**TASK DETAILS**
Look in the data below for the line that contains "mouth as a single point per instance.". Copy that line and the remaining lines exactly.

**SUPPLIED DATA**
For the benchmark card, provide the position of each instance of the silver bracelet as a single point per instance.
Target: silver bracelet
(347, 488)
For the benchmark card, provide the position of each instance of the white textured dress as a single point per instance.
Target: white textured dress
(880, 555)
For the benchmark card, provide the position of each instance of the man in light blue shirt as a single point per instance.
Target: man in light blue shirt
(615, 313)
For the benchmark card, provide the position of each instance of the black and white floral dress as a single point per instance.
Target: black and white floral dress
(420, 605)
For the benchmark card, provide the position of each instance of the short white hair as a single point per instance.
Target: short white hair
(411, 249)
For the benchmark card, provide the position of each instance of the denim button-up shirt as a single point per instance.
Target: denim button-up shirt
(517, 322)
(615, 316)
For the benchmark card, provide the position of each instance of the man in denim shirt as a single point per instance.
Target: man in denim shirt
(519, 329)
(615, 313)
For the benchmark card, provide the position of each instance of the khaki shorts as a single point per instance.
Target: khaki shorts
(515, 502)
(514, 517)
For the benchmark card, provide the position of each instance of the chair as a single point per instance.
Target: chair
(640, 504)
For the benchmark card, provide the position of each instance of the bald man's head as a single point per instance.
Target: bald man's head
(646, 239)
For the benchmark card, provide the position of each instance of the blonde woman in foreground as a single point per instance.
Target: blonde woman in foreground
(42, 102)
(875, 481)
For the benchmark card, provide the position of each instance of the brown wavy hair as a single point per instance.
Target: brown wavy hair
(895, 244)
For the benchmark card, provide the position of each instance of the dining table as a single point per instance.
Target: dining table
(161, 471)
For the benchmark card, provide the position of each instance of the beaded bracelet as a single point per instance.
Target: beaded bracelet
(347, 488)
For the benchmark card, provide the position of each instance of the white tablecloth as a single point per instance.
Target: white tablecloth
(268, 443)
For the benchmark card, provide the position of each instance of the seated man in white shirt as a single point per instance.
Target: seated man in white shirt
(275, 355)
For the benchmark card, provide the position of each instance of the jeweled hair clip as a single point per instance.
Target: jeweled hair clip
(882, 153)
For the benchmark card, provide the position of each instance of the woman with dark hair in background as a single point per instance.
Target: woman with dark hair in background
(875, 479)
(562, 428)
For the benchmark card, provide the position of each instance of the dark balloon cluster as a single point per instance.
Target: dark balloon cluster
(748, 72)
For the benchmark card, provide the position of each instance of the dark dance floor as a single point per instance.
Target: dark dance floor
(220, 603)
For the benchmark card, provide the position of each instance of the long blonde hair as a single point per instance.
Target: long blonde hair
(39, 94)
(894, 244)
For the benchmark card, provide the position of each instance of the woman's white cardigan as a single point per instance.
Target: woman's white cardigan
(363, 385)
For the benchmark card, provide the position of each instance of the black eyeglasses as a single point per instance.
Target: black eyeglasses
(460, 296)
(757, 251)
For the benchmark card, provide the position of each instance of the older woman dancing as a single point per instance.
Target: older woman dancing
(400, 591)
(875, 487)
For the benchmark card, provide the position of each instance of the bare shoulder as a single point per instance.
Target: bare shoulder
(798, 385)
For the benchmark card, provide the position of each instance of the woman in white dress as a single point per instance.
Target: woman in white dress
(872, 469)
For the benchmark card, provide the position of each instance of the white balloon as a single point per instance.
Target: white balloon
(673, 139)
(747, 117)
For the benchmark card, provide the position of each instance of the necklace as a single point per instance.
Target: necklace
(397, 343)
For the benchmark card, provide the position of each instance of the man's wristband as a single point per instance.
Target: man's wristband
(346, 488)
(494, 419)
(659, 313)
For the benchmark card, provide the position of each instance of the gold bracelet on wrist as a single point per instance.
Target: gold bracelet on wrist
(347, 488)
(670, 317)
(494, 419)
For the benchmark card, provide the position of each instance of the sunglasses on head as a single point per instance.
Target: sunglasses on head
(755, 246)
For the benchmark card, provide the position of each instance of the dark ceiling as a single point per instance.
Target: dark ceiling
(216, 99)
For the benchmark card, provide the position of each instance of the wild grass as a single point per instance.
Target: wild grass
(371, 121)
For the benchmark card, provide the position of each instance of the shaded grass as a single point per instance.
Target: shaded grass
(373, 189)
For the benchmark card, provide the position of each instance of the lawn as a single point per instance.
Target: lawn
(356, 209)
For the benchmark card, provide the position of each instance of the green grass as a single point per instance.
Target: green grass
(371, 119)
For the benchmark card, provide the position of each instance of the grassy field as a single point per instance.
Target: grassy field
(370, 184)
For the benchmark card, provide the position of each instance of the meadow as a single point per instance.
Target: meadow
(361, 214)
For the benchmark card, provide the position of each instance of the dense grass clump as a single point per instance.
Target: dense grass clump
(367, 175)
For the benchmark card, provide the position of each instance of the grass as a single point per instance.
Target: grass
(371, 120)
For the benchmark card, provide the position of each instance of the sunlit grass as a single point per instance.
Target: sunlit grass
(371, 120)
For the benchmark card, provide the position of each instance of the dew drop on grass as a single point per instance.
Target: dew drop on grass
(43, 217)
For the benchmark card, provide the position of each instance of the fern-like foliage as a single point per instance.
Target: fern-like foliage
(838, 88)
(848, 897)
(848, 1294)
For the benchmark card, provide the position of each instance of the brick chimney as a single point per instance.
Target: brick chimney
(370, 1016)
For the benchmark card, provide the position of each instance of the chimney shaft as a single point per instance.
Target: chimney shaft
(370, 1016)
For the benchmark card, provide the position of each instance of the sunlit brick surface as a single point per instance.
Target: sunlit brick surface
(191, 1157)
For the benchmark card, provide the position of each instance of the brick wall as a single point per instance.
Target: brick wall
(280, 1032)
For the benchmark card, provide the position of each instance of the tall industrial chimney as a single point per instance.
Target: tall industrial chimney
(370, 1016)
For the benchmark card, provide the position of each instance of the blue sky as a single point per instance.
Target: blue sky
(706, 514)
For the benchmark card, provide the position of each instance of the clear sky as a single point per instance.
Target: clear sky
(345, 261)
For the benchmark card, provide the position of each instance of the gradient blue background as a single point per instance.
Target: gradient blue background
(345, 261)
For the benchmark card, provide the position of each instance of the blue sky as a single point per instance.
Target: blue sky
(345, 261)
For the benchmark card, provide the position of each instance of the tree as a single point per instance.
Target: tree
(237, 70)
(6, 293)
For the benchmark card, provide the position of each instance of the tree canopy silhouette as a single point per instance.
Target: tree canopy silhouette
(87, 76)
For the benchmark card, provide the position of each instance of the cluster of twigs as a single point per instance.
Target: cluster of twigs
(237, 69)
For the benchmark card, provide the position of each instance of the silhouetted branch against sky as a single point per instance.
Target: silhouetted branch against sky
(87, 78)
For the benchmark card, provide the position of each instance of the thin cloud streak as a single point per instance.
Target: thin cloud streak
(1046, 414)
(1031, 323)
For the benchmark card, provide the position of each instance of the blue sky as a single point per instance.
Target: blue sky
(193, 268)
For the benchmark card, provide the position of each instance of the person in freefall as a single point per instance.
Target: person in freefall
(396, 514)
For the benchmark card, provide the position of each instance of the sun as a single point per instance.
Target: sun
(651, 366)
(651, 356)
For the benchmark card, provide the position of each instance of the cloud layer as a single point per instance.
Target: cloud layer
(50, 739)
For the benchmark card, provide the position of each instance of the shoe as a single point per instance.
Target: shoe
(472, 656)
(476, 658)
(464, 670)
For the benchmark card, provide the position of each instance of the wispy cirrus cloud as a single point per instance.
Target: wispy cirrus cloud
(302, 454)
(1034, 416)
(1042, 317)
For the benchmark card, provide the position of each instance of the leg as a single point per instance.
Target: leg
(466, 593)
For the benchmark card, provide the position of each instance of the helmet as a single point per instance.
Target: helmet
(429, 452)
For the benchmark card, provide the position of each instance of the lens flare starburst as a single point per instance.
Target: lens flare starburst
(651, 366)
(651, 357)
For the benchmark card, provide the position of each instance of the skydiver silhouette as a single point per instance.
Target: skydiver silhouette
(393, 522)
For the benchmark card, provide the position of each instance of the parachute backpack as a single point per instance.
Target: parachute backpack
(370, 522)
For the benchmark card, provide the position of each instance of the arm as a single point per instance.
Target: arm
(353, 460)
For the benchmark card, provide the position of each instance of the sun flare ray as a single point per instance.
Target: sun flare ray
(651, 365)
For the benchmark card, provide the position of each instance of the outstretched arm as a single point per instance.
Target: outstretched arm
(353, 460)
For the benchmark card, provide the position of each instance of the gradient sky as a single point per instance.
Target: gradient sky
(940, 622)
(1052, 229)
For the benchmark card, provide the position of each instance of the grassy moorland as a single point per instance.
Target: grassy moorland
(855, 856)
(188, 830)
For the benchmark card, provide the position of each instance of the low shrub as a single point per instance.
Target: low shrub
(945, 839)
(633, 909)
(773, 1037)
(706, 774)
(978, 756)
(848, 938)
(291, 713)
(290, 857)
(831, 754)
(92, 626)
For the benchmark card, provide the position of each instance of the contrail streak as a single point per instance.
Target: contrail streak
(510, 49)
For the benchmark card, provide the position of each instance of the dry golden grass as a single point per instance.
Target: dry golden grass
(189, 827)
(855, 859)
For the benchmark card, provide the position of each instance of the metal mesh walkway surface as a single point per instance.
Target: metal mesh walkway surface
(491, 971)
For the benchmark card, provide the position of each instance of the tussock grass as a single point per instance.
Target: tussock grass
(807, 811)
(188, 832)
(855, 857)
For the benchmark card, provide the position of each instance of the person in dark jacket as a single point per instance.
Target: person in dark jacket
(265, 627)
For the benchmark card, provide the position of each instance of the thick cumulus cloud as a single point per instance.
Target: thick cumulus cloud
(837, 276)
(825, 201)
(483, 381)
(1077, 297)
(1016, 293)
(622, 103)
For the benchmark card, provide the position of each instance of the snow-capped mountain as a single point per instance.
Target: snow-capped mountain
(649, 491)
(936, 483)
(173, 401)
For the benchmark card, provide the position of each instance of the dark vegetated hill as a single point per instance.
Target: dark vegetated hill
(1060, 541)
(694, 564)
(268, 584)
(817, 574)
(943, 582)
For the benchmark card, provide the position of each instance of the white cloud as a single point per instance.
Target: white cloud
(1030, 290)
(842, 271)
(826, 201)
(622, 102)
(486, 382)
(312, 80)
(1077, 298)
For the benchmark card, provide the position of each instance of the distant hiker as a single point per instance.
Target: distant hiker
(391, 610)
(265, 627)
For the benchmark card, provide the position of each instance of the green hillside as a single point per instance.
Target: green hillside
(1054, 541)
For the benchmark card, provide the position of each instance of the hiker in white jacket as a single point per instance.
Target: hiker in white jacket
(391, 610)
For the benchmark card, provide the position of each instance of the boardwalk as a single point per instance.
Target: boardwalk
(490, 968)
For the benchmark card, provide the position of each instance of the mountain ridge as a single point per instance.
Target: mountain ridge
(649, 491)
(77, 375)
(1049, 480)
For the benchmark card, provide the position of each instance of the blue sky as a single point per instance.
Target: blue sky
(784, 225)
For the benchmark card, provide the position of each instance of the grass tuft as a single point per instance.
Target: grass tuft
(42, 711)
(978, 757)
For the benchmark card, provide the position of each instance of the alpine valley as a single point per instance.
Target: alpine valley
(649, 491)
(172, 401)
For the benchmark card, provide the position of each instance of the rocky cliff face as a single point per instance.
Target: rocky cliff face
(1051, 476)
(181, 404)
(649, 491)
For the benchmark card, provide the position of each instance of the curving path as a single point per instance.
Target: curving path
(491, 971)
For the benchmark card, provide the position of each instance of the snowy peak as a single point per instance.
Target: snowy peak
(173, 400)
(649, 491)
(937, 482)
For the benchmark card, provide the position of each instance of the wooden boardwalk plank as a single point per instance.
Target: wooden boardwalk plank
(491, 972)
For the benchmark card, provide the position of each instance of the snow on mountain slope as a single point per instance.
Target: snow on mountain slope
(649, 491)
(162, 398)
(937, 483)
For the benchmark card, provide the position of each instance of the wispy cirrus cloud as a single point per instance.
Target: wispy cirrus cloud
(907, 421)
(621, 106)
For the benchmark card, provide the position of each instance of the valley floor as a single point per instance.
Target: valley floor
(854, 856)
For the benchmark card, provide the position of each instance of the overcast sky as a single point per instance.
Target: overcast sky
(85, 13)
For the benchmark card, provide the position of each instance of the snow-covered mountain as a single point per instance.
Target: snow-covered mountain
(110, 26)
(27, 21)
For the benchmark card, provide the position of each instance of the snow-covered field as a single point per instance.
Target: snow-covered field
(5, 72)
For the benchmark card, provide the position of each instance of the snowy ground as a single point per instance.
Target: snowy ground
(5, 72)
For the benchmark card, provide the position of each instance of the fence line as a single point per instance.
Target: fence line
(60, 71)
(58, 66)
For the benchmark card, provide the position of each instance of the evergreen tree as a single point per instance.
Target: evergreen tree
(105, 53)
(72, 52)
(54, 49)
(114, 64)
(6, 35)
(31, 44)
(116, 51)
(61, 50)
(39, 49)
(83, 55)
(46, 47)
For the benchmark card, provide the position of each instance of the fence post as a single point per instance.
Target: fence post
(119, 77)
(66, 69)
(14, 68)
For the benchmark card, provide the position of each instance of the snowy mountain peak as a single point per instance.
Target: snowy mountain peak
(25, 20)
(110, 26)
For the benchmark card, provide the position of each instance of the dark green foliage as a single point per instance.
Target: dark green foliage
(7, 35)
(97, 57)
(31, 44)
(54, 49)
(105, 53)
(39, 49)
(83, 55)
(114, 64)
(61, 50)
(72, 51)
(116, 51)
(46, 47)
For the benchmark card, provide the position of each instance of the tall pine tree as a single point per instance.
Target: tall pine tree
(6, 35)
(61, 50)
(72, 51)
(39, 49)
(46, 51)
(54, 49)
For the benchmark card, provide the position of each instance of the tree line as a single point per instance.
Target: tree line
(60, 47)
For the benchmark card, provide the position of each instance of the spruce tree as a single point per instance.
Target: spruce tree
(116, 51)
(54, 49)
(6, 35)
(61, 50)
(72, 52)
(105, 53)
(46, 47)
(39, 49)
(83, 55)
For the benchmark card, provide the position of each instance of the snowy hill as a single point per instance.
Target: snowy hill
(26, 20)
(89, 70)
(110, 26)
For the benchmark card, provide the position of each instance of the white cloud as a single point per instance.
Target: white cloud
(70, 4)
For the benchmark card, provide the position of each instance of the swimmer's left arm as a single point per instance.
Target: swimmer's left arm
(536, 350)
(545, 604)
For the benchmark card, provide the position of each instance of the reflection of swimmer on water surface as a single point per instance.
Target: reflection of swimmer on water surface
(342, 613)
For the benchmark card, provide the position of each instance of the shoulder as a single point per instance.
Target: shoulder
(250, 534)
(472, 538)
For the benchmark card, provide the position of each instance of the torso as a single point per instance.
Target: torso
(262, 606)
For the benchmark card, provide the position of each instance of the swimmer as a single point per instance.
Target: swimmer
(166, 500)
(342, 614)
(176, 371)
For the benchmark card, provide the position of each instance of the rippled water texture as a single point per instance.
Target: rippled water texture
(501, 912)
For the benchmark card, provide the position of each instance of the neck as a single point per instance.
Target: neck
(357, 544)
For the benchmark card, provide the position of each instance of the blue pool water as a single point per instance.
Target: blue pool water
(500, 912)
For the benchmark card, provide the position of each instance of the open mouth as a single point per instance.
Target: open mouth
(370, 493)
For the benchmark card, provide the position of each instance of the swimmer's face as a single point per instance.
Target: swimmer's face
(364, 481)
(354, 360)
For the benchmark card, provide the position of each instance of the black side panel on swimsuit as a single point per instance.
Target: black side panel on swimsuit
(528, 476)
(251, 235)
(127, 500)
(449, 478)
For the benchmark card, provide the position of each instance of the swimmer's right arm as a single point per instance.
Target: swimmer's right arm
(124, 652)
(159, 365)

**SOLUTION TO THE EXERCISE**
For the benchmark card, provide the position of each instance of the open mouth as a single point per instance.
Target: open mouth
(370, 493)
For the benchmark card, provide the position of each instance of the swimmer's face as a single point per instance.
Target: swimmer's face
(364, 481)
(354, 360)
For the benchmark card, provide the position of each instance of the black side panel on swimsuit as a single point per instance.
Target: black side panel on swimsuit
(528, 476)
(251, 235)
(127, 500)
(449, 478)
For the benchmark card, provide the position of each instance of the swimmer's right arm as a single point per instance.
Target: swimmer's right arm
(124, 652)
(159, 365)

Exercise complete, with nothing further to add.